→ **PROBLEM DETAILS**
Copy each of the following lines word for word, omitting none and changing nothing.

→ **RECORDS PROVIDED**
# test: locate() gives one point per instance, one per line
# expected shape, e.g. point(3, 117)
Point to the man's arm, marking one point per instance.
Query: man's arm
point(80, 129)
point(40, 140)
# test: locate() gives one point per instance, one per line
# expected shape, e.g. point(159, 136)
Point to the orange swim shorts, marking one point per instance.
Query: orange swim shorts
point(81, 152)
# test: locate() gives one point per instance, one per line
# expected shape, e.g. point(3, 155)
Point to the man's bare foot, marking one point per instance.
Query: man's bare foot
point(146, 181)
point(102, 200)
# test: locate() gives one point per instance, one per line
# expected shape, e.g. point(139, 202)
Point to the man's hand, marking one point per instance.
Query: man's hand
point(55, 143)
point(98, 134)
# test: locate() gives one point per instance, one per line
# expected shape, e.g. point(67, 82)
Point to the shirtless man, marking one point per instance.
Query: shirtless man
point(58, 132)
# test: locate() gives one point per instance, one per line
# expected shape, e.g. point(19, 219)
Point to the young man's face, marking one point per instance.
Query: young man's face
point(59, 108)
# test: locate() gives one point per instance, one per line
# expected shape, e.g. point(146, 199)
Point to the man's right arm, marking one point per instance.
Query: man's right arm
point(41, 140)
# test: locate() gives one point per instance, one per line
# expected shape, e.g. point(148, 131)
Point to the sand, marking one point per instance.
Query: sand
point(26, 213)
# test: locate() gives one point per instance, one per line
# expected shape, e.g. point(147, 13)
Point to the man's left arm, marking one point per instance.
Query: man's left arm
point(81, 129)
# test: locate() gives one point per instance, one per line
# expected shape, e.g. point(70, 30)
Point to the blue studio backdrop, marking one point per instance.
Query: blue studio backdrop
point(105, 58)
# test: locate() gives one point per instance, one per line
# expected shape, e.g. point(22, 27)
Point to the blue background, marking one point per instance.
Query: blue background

→ **IN RESPONSE**
# test: locate() gives one point per instance, one per line
# expected shape, e.g. point(3, 117)
Point to the man's arm, marking one point per instance.
Query: man's arm
point(80, 129)
point(40, 140)
# test: locate() gives one point per instance, one per line
# expected shape, e.g. point(159, 136)
Point to the orange swim shorts, marking one point per instance.
Query: orange swim shorts
point(81, 152)
# test: locate() gives one point per instance, one per line
# expected shape, e.g. point(3, 155)
Point to the man's bare foot, marking one point per instance.
Query: man's bare foot
point(146, 181)
point(102, 200)
# test: locate() gives one point per instance, one per line
# expected shape, e.g. point(139, 202)
Point to the man's hand, marking one point per instance.
Query: man's hand
point(55, 143)
point(98, 134)
# test: locate() gives one point per instance, one per line
# expected shape, e.g. point(67, 82)
Point to the shirtless man, marking one point per instance.
Query: shirtless man
point(58, 132)
# test: locate() gives one point per instance, one per line
# expected shape, e.g. point(19, 219)
Point to the young man's face, marking one point per instance.
Query: young man's face
point(59, 108)
# test: locate() gives one point per instance, one per line
# expected shape, e.g. point(146, 199)
Point to the man's right arm, marking one point per instance.
Query: man's right arm
point(41, 140)
# test: locate() gives one point per instance, one per line
# expected shape, e.g. point(148, 131)
Point to the sand, marking one point per instance.
Query: sand
point(26, 213)
# test: locate() gives one point per instance, one per line
# expected shape, e.g. point(147, 13)
Point to the man's left arm, marking one point per instance.
Query: man's left arm
point(81, 129)
# test: locate() gives one point per instance, one per line
# expected shape, e.g. point(70, 30)
Point to the blue studio backdrop, marking one point per instance.
Query: blue studio backdrop
point(105, 58)
# test: locate() gives one point per instance, one per line
# expected shape, e.g. point(22, 27)
Point to the blue background, marking one point per instance.
Query: blue background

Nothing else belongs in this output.